--- START DATA RECORDS ---

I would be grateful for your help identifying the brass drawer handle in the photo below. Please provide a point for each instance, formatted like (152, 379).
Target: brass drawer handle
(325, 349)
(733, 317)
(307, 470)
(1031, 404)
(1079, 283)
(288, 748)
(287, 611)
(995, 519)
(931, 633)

--- END DATA RECORDS ---
--- START DATA RECORDS ---

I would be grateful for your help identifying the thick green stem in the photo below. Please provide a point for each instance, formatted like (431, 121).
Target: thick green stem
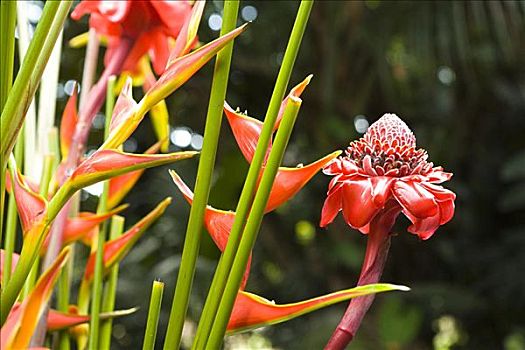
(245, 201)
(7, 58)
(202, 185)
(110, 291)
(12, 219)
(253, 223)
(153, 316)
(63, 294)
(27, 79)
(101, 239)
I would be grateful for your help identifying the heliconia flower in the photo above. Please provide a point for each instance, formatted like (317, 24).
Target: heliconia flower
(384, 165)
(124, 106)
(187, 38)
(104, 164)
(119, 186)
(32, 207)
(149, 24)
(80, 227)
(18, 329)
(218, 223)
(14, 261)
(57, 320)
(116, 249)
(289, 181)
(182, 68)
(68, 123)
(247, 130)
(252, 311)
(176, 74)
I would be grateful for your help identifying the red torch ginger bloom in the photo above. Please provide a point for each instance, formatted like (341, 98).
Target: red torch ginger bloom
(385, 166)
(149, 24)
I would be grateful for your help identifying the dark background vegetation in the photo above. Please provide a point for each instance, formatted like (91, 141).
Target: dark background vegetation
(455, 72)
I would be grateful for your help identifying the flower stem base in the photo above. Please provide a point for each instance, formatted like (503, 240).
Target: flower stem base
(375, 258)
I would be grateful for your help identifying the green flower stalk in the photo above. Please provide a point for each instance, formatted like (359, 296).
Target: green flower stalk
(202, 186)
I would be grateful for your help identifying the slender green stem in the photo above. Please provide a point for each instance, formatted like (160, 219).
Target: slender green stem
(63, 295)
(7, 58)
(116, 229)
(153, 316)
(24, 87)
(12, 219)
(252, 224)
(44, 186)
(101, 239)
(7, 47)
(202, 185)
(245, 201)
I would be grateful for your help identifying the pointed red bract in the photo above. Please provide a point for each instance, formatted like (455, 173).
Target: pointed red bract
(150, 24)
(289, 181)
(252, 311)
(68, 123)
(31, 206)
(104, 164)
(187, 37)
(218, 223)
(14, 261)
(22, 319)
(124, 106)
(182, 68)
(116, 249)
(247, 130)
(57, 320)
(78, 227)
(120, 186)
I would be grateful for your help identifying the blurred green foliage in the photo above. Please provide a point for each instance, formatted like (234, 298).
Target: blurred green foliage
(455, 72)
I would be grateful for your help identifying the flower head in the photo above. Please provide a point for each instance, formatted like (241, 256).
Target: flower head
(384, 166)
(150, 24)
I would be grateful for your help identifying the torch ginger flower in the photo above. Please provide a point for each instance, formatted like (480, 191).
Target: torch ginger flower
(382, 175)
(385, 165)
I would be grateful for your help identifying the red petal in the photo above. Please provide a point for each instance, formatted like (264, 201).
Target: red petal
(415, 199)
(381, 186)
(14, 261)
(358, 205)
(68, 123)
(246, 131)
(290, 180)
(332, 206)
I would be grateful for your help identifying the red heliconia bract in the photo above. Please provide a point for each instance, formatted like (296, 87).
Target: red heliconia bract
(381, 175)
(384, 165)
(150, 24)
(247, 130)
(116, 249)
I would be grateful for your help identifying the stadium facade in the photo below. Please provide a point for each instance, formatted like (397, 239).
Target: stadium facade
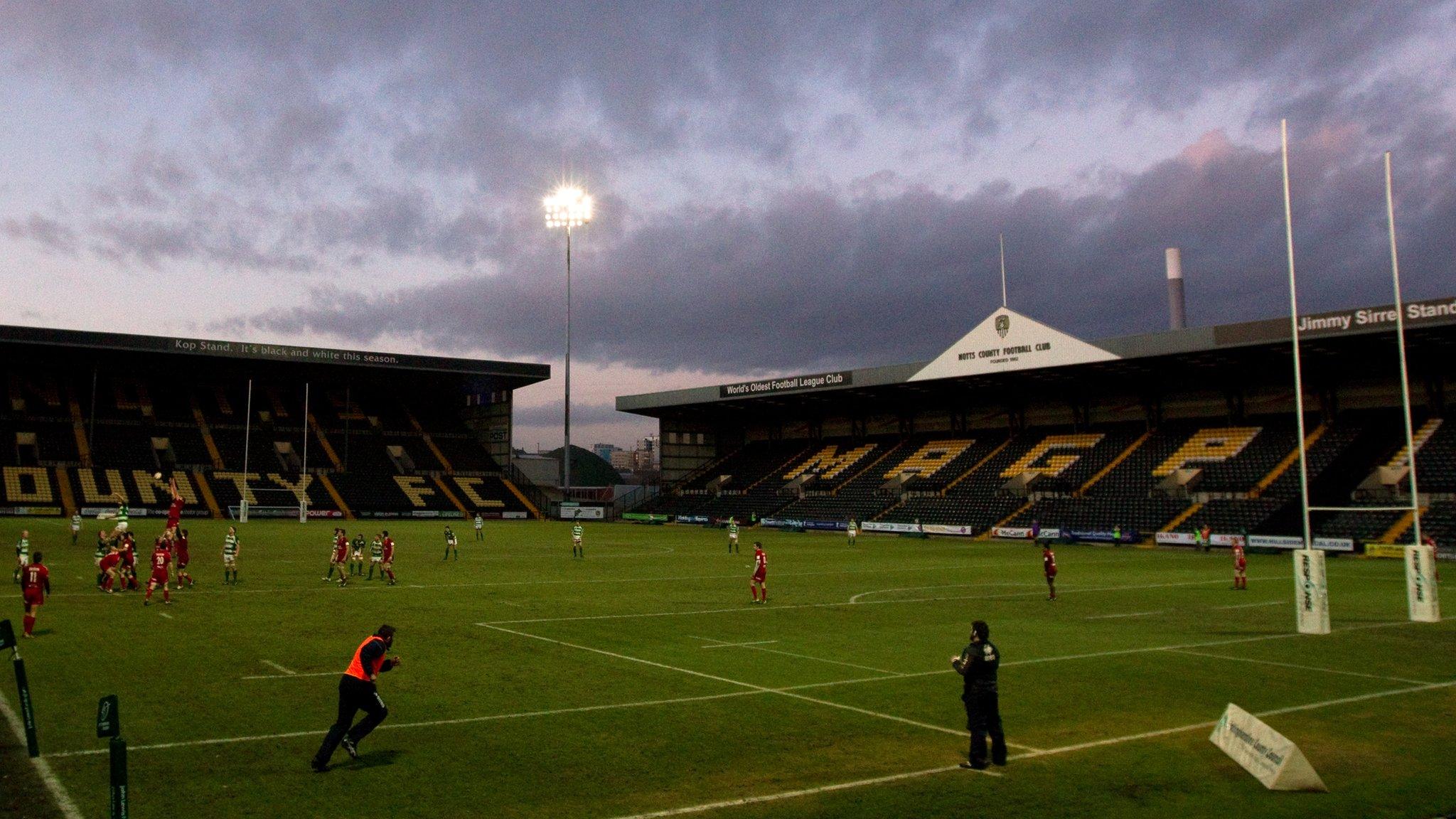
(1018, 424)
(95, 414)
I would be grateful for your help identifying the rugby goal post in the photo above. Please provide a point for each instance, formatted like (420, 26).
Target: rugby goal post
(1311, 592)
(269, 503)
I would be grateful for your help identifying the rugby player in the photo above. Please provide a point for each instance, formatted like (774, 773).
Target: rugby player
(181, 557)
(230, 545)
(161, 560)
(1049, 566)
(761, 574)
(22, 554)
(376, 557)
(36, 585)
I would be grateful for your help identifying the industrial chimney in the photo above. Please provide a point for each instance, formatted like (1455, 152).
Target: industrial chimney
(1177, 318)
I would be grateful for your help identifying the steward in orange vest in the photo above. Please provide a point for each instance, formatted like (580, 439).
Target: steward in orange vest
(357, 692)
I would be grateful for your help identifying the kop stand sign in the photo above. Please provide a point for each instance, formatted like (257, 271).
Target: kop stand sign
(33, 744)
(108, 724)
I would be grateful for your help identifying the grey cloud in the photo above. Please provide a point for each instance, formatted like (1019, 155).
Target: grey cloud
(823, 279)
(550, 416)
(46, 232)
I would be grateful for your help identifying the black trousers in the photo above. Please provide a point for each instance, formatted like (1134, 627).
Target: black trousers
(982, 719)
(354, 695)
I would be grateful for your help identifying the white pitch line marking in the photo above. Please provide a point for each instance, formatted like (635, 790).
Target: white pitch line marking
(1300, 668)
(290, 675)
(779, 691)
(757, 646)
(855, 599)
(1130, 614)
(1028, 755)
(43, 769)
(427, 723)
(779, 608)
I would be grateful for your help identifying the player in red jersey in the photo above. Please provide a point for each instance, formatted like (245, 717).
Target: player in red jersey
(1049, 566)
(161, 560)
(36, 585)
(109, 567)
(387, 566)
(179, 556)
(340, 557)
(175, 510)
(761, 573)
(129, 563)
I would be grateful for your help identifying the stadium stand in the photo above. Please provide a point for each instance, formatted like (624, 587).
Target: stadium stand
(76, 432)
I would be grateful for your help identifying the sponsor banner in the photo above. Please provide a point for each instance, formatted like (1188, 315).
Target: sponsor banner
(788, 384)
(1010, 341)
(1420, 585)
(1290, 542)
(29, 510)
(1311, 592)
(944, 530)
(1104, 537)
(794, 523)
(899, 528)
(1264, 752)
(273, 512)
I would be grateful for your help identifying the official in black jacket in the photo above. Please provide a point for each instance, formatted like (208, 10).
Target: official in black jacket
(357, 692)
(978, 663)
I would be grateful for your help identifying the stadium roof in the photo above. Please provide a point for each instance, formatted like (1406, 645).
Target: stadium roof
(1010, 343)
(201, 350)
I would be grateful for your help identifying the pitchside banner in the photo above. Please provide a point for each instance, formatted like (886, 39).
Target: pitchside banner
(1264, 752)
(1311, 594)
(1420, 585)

--- END DATA RECORDS ---

■ **TASK REQUIREMENTS**: Report every line of the rows above that contains the string "heliconia". Matching is case-sensitive.

■ **SOLUTION**:
I would be grateful for your help identifying the heliconia flower in the photo above. Please provide a point for each instance, formatted like (317, 24).
Target: heliconia flower
I would be grateful for your help identifying the red heliconia bract in the photo above. Please provide a point for each instance, formatted like (296, 87).
Target: red heliconia bract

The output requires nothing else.